Ali Agha Ismail Agha oghlu Shikhlinski ();  – ) was an Azerbaijani lieutenant-general of the Russian imperial army, Deputy Minister of Defense and General of the Artillery of Azerbaijan Democratic Republic and a Soviet military officer.

Life and military career

Early life 
Ali Agha Shikhlinski was born on April 23, 1865, in the village of Kazakhly (now Ashaghy Salakhly), in Kazakh uyezd of Elisavethpol Governate. He wrote that his father, Ismayil Agha, was a member of the Shikhlinski Dynasty, a noble family dating back to as early as 1537. Shikhlinski wrote at the "Officer's Notebook" (), a journal he has been working on since 1904, that his mother, Shah Yemen Khanum was the grandchild of Molla Vali Vidadi, an 18th-century poet. Ali Agha Shikhlinsky also had two brothers.

Early Military Career 

In August 1876 Shikhlinski entered Tiflis military school and graduated in 1883. He continued his education at Mikhailovsky Artillery Academy in Saint Petersburg as a Junker. He was a capable student, excelled as a cavalryman and as a gymnast. Upon graduation from the first grade school, on August 11, 1886, Ali Agha Shikhlinski was promoted to podporuchik and was assigned to the 39th Artillery Brigade stationed in the city of Alexandropol (now Gyumri). In the course of military service he was promoted to poruchik, then shtabs-kapitan and appointed as commander of the training team. In 1900, Captain Shikhlinski was transferred to Transbaikal Artillery Battalion in Eastern Siberia. He was appointed to the Battery Chief of Transbaikal Artillery Division in the detachment, as well as chairperson of the Artillery Committee, he repeatedly carried out the authorizations of battalion and division commanders. He took part in China Relief Expedition of the Russian Imperial Army.

Russo-Japanese War 

During the Russo-Japanese War Shikhlinski was the commander of an artillery battery. He distinguished himself during the siege of Port Arthur when, despite being severely wounded in his leg, he personally aimed the guns which lost their gun crews and repulsed attacks of superior Japanese forces.

= = = =

Aim of the task.
Answer these questions from the biography of Ali Agha Shikhlinski:
1. In which village was Shikhlinski born?
2. To which brigade was he assigned when he was promoted to podporuchik in 1886?
3. During which siege did he personally aim the guns despite a severe leg wound?

Given entries.
= = = =

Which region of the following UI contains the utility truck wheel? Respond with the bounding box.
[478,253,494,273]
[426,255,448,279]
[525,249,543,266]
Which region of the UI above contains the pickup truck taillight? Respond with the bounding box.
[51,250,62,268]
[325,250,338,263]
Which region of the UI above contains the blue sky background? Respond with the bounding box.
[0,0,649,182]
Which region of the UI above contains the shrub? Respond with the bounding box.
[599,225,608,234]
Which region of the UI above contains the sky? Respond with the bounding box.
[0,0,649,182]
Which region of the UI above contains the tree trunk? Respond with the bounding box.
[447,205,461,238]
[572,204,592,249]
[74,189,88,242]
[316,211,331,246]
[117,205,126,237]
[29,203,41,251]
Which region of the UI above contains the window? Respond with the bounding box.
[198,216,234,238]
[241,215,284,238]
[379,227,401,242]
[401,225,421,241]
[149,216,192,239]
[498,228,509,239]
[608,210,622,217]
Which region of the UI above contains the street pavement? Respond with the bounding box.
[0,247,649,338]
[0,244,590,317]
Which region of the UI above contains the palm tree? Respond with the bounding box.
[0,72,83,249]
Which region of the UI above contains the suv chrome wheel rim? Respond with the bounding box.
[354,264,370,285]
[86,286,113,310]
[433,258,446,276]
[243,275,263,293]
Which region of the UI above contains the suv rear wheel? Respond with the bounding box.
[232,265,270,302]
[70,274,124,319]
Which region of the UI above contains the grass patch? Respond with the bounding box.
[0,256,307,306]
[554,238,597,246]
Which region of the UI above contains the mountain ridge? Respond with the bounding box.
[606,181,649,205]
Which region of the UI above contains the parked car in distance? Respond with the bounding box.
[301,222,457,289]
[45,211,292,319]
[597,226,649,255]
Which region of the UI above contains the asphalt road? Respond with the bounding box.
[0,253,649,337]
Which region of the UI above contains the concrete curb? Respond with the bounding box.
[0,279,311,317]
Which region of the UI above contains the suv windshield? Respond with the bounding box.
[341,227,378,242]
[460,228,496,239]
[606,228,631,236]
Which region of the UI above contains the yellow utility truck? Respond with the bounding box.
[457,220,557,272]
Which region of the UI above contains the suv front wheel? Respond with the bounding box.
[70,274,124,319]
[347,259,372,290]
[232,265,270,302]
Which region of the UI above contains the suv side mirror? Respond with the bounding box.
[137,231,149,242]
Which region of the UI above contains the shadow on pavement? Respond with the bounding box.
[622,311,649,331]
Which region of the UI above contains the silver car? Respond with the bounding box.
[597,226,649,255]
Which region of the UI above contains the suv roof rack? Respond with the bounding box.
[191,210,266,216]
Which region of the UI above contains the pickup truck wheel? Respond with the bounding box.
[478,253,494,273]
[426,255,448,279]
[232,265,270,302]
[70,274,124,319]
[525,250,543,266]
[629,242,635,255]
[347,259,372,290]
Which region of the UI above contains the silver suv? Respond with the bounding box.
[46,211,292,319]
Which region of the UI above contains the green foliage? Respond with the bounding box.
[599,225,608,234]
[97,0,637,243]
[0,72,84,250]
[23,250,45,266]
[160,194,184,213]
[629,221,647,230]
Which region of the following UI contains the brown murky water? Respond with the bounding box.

= = = =

Solution to the problem.
1. Kazakhly (now Ashaghy Salakhly)
2. The 39th Artillery Brigade, stationed in Alexandropol (now Gyumri)
3. The siege of Port Arthur